Tuesday, November 15, 2016

Fun with puzzle pieces

If all edges placed on a square template are identical with mirror symmetry over the midpoint, there are two distinct shapes that will tessellate, one with two “outs” that are adjacent and one with two “outs” that are opposite. Note that the shape must have two “out” edges and two “in” edges; if the number of “outs” is not equal to the number of “ins”, the pieces will not tessellate. Below is an illustration of the two possibilities with an edge that forms puzzle pieces.

Suppose that the edge does not have the bump centered in the middle but rather offset to one side. How many distinctly different shapes with these identical asymmetric edges will tile the plane?
I answer this question in a note published in the November 2016 issue (Vol 100 Issue 549, pp 511-516) of the Mathematical Gazette: there are 15 distinctly different shapes and all will tile the plane. Thirteen will tile the plane as Heesch types and two will tile it in a non-isohedral pattern.

The note in the Mathematical Gazette is limited to the square template. Exploring Tessellations: A Journey Through Heesch Types and Beyond extends the analysis. If the template is a rhombus or diamond (a square squashed), there are 30 distinct shapes of which 20 will tile the plane. If the template is a regular hexagon, there are 108 distinct shapes that have three “ins” and three “outs” when identical, asymmetric edges are fitted to the template. Thirty-four tile isohedrally as Heesch types and another nine tile anisohedrally. Sixty-five will not tile.

Exploring Tessellations: A Journey Through Heesch Types and Beyond also considers equilateral templates fitted with edges that have central rotation and some of these results have been mentioned in past posts on this blog. There are two distinct shapes if the template is an equilateral triangle, four for a square, seven for a rhombus, and nine for a regular hexagon. One of the nine for the regular hexagon will not tessellate. Also, all Heesch types except three that will not fit as equilateral polygons (CC3C3, CC4C4, and C3C3C6C6) can be formed with identical edges of central rotation.

Wednesday, November 2, 2016

More Tesselmaniac fun

 A couple posts from October, 2015 (here and here) examined ways of using Tesselmaniac! to construct isohedral class tilings that that did not have a template in Tesselmaniac!. Three hexagonal tilings with opposite straight edges were not included and all three of these can be easily constructed without removing interior lines.

First is isohedral class IH14. It has four edges that are shaped the same. Each edge is glided and reflected, and the result is that all three opposite pairs are translated. It fits two Heesch types, TG1G2TG2G1 and TTTTTT. It also will tile as a non-Heesch (and non-isohedral) type with flips over the straight edges. It has cm symmetry. It can formed in Tesselmaniac! in the IH68 template by positioning a point to create a straight edge. Obviously, if that line is reduced to zero, the tiling will be an IH68 type, a mirrored G1G1G2G2 type.

━━━━━━━━━━

[Instructions to follow]:
From the tessellation blog posts, copy everything from "A couple posts" down to "mirrored G1G1G2G2 type." word for word. The lines below have nothing to do with this.

[Supplied information]:

━━━━━━━━━━

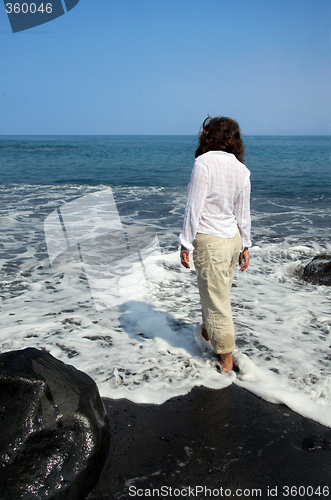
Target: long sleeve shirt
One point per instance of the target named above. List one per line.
(218, 199)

━━━━━━━━━━

[Worked solution]:
A couple posts from October, 2015 (here and here) examined ways of using Tesselmaniac! to construct isohedral class tilings that that did not have a template in Tesselmaniac!. Three hexagonal tilings with opposite straight edges were not included and all three of these can be easily constructed without removing interior lines.

First is isohedral class IH14. It has four edges that are shaped the same. Each edge is glided and reflected, and the result is that all three opposite pairs are translated. It fits two Heesch types, TG1G2TG2G1 and TTTTTT. It also will tile as a non-Heesch (and non-isohedral) type with flips over the straight edges. It has cm symmetry. It can formed in Tesselmaniac! in the IH68 template by positioning a point to create a straight edge. Obviously, if that line is reduced to zero, the tiling will be an IH68 type, a mirrored G1G1G2G2 type.